*Exercise:* Can you convert the records from their first line through the line containing "76 107 L 81" into a JSON list of strings, one string per line, with blank lines left out?

Records from a collection
⟨
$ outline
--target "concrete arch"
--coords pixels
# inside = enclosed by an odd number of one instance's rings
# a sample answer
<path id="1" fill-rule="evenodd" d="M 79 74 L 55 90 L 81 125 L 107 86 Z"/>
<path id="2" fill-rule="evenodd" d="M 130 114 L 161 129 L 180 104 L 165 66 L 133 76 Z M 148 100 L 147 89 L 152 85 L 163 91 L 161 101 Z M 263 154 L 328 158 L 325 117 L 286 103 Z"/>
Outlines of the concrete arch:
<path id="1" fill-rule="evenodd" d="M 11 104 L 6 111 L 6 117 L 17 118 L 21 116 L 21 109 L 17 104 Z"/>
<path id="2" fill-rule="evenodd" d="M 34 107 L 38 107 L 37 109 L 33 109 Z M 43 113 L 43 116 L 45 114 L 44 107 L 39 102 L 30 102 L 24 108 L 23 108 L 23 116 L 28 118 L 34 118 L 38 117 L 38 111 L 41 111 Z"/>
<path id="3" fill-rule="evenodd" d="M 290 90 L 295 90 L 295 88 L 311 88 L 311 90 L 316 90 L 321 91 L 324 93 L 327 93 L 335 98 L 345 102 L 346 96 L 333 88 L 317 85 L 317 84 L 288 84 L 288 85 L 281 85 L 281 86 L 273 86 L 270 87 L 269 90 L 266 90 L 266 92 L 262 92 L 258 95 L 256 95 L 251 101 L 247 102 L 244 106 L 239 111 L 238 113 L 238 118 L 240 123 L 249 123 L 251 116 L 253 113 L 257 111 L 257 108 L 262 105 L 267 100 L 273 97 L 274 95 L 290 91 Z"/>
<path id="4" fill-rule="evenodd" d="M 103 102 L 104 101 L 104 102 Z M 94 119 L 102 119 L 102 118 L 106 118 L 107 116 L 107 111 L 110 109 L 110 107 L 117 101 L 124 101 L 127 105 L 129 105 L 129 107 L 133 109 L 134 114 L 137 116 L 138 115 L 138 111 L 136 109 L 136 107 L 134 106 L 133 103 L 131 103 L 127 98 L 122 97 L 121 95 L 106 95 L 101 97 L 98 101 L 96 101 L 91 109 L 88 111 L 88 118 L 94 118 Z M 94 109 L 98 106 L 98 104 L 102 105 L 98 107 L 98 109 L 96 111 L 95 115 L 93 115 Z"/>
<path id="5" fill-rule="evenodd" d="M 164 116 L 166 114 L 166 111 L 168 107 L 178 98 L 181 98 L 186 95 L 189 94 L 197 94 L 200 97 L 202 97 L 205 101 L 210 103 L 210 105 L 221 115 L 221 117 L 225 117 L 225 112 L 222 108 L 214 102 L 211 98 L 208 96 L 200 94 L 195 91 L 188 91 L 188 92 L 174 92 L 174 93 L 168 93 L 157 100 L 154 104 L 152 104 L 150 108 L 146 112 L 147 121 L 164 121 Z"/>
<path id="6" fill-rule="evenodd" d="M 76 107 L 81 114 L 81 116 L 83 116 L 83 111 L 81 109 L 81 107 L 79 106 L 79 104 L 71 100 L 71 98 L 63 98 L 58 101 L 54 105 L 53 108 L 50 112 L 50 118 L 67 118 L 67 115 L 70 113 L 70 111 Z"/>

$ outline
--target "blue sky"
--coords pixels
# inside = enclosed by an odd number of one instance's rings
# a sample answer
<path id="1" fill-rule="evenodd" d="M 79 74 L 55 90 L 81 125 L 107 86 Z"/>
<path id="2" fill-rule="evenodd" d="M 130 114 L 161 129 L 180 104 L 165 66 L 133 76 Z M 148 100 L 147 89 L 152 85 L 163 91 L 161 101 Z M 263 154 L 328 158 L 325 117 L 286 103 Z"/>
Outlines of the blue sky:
⟩
*Answer to the exercise:*
[
  "$ outline",
  "--target \"concrete arch\"",
  "--coords pixels",
  "# inside = enclosed by an odd number of one instance's rings",
  "# a sample answer",
  "<path id=\"1\" fill-rule=\"evenodd\" d=\"M 79 74 L 55 90 L 81 125 L 107 86 Z\"/>",
  "<path id=\"2\" fill-rule=\"evenodd\" d=\"M 130 114 L 161 129 L 180 104 L 165 66 L 133 76 Z M 148 100 L 147 89 L 152 85 L 163 91 L 161 101 Z M 263 154 L 328 158 L 325 117 L 286 103 Z\"/>",
  "Outlines of the concrete arch:",
  "<path id=\"1\" fill-rule=\"evenodd\" d=\"M 11 104 L 6 111 L 6 117 L 17 118 L 21 116 L 21 109 L 17 104 Z\"/>",
  "<path id=\"2\" fill-rule=\"evenodd\" d=\"M 34 107 L 38 107 L 37 109 L 33 109 Z M 43 113 L 43 116 L 45 114 L 44 107 L 39 102 L 30 102 L 24 108 L 23 108 L 23 116 L 28 118 L 34 118 L 38 117 L 38 111 L 41 111 Z\"/>",
  "<path id=\"3\" fill-rule=\"evenodd\" d=\"M 290 90 L 295 90 L 295 88 L 311 88 L 311 90 L 316 90 L 321 91 L 324 93 L 327 93 L 335 98 L 345 102 L 346 96 L 333 88 L 317 85 L 317 84 L 288 84 L 288 85 L 281 85 L 281 86 L 273 86 L 270 87 L 269 90 L 266 90 L 266 92 L 262 92 L 258 95 L 256 95 L 251 101 L 247 102 L 244 106 L 239 111 L 238 113 L 238 118 L 240 123 L 249 123 L 251 116 L 253 113 L 257 111 L 257 108 L 262 105 L 267 100 L 273 97 L 274 95 L 290 91 Z\"/>",
  "<path id=\"4\" fill-rule=\"evenodd\" d=\"M 103 102 L 104 101 L 104 102 Z M 94 119 L 102 119 L 102 118 L 106 118 L 107 116 L 107 111 L 110 109 L 110 107 L 117 101 L 124 101 L 127 105 L 129 105 L 129 107 L 133 109 L 134 114 L 137 116 L 138 115 L 138 111 L 136 109 L 136 107 L 134 106 L 133 103 L 131 103 L 127 98 L 122 97 L 121 95 L 106 95 L 101 97 L 98 101 L 96 101 L 91 109 L 88 111 L 88 118 L 94 118 Z M 94 109 L 98 106 L 98 104 L 102 105 L 98 107 L 98 109 L 96 111 L 95 115 L 93 115 Z\"/>",
  "<path id=\"5\" fill-rule=\"evenodd\" d=\"M 164 116 L 166 114 L 166 111 L 168 107 L 178 98 L 181 98 L 186 95 L 189 94 L 197 94 L 200 97 L 202 97 L 205 101 L 210 103 L 210 105 L 221 115 L 221 117 L 225 117 L 225 112 L 222 108 L 214 102 L 211 98 L 208 96 L 200 94 L 195 91 L 188 91 L 188 92 L 174 92 L 174 93 L 168 93 L 157 100 L 154 104 L 152 104 L 150 108 L 146 112 L 147 121 L 164 121 Z\"/>",
  "<path id=\"6\" fill-rule=\"evenodd\" d=\"M 76 107 L 81 114 L 81 116 L 83 116 L 83 111 L 81 109 L 81 107 L 79 106 L 79 104 L 71 100 L 71 98 L 63 98 L 58 101 L 54 105 L 53 108 L 50 112 L 50 118 L 67 118 L 67 115 L 70 113 L 70 111 Z\"/>"
]